As Global Peter Drucker Forum President Richard Straub wrote in a recent HBR article, between discredited financial capitalism on the one hand and ever more burdensome state bureaucracies on the other, never has the construction of an entrepreneurial society been more necessary to address the major issues faced by our societies. This call echoes Peter Drucker’s, who wrote that what we need is not just an entrepreneurial economy, but an “entrepreneurial society in which innovation and entrepreneurship are normal, steady, and continuous.” Drucker saw innovation and entrepreneurship as life-sustaining activities that should pervade organizations, the economy, and society. What is at stake, writes Straub, is “the capability to take passionate ownership of the problems we face, and to accept responsibility for creating our own solutions.”
Therefore, the question is no longer whether or not we need an entrepreneurial society, or what form this society could take, but how we can get there.
In a way, this question seems paradoxical: the entrepreneurial vocabulary now pervades the world of management. All large organizations want to become more entrepreneurial. They develop their own incubators to exploit the entrepreneurial talent outside, they open “labs” and “co-working spaces” to experiment with new approaches, they adopt new methods such as “lean startup” or “design thinking” and they organize “hackathons” and “startup weekends,” and so on.
At the same time, entrepreneurship has become the preferred career choice for an increasing number of young people, whose generation no longer dreams of joining large companies but wants instead to build its own future. Adds Straub, “young people are legitimizing entrepreneurship with enthusiasm, passion, and drive.”
And yet there is little evidence that this legitimization and eager adoption of new techniques by organizations is significantly changing the entrepreneurial orientation of society. The dawn of the entrepreneurial society seems to be far off.
One reason for this may be that the change of a society requires much more than simply adopting new tools and new methods. As the economist and historian Deirdre McCloskey wrote eloquently, such change is based primarily on the adoption of new values, defined as that by which someone is worthy of esteem. So if we are to build an entrepreneurial society, we must ask the question: on which values and principles should an entrepreneurial society be build?
Academic research has made considerable progress on this issue. Twenty years ago, former Indian entrepreneur Saras Sarasvathy started her PhD with a seemingly modest question: How do entrepreneurs think? In other words, is there a specific logic to their actions?
Up until then, entrepreneurship research had bounced back and forth between two opposite views: one was that entrepreneurship was all about extraordinary individuals, able to have a vision and a capacity of outstanding achievement, while another posited that entrepreneurship was a management problem just like another and was all about careful planning. To quote Stuart Read, professor at IMD and Willamette University and co-author of several articles with Saras Sarasvathy, “Entrepreneurship was then exactly where science was at the dawn of the scientific revolution 400 years ago. It was anecdotal; but without sound principles, it was neither actionable nor teachable.”

- [Exercise directions]: In the text on the entrepreneurial society, what question did Saras Sarasvathy begin her PhD with? None of the data that comes after this text is needed.

- [Entries provided]:

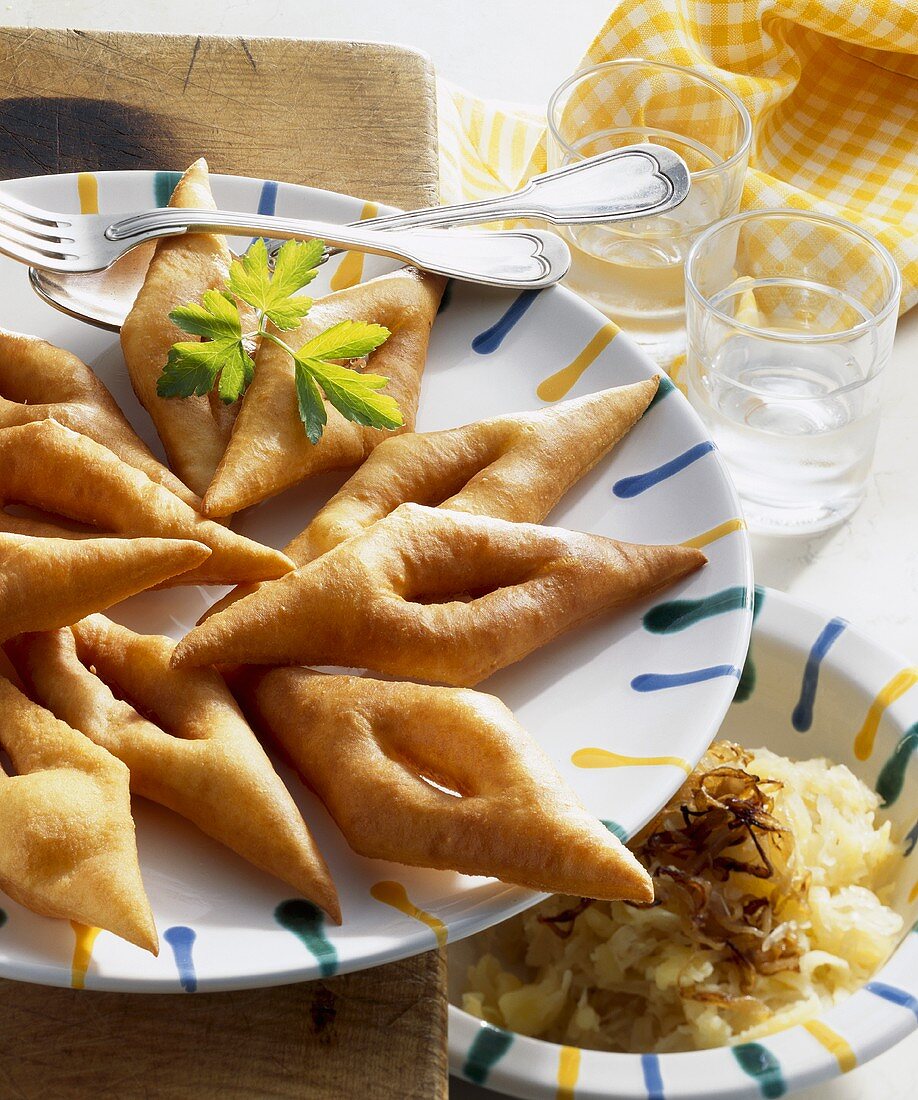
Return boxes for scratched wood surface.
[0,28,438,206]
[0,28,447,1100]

==

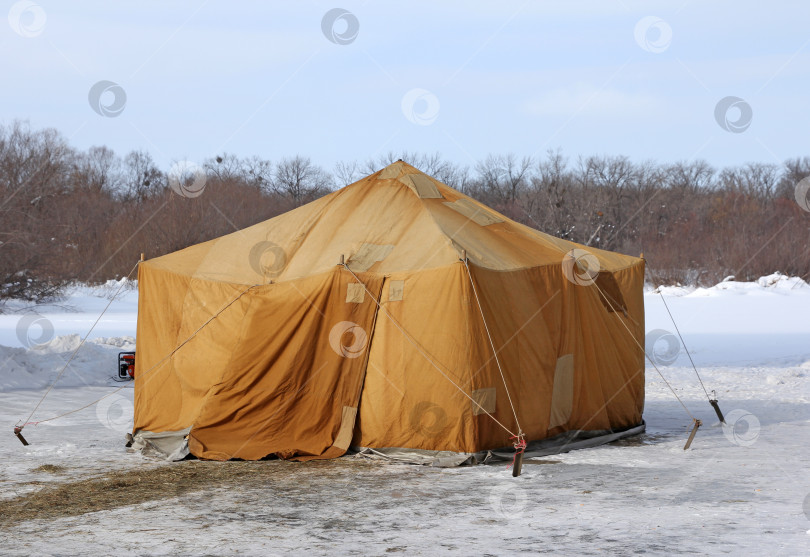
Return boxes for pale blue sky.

- [Solved problem]: How do entrepreneurs think?